### WHAT YOU WILL DO:
Could you rescale the lines below by writing every one of them out again, instructions included, with each x and y coordinate in the answers multiplied by 0.25 and rounded to a whole number (halves up)? Leave the sample coordinates in the instructions unchanged, and leave the pictures out of your answer.

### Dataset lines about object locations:
begin
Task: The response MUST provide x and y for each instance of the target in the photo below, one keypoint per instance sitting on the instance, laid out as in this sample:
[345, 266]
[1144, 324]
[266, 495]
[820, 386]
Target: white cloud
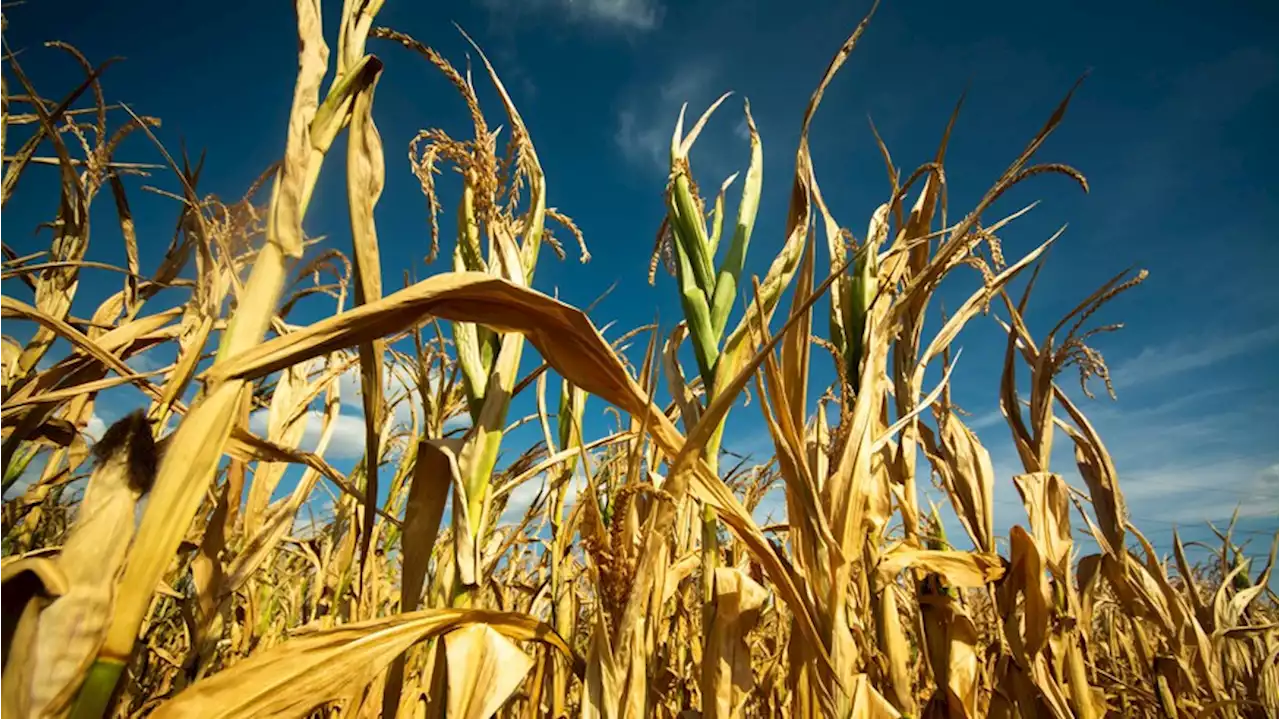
[604, 14]
[1183, 356]
[647, 119]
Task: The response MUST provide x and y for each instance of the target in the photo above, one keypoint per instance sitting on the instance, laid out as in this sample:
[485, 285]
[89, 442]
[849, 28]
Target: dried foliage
[618, 594]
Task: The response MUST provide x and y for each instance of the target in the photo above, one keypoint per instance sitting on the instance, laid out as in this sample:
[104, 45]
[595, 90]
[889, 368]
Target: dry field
[164, 571]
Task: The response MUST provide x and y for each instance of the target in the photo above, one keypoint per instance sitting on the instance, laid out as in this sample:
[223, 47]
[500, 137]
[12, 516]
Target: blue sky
[1174, 128]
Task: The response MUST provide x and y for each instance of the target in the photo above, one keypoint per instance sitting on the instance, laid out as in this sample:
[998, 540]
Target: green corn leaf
[726, 285]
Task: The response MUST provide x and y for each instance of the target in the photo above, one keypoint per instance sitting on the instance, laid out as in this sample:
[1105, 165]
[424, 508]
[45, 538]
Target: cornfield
[164, 569]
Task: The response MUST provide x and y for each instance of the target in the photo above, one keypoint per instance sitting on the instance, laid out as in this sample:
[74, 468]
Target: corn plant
[264, 581]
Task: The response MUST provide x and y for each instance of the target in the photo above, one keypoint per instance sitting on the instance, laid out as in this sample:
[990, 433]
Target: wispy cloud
end
### FULL OUTPUT:
Task: The response MUST provide x and y for each instance of the target in the photo below, one keypoint per instance sitting on the instance, laid out as in this sample:
[345, 266]
[1144, 324]
[266, 495]
[820, 386]
Target: white cloud
[151, 4]
[296, 89]
[162, 30]
Task: The response MUST provide x and y for each instance of the target in the photo above, one keypoint per instance sitting on the instance, laid out as in this sample:
[485, 285]
[89, 442]
[849, 28]
Target: dried foliage
[155, 149]
Task: The response MUST provide x and y for each instance of the target in the photo above, one keypoint per instance sitting on the instance, laid out as in this sample:
[104, 45]
[595, 90]
[889, 368]
Target: dry field
[41, 143]
Task: The response MUST provide x and y for each instance of the target in the photo above, one keypoint per instance sitting on the instance, laid out as in this sample:
[223, 47]
[500, 137]
[12, 516]
Target: blue sky
[294, 32]
Task: The response MUST provide x and y for each instance of the target in the photo above, one keypoint per instance sitting on the instance, laid out as in this sample:
[998, 540]
Target: green corn leaf
[182, 71]
Task: The response MUST provide x and y for each instance of the target in the photo above, one keypoint per instance sitting on the instance, laid out as in this sample:
[1105, 165]
[424, 508]
[45, 538]
Target: cornfield
[41, 142]
Task: The response MUST provide x and y for each instance of the target in the photo above, one keypoint per instance sitting on the instance, laid out as in this sample:
[74, 468]
Target: corn plant
[66, 145]
Task: The response MUST provide x and y for each instance of the target in the photo above, one keypoint per instance sitting on the instance, laid out as in this sample:
[990, 433]
Target: wispy cloud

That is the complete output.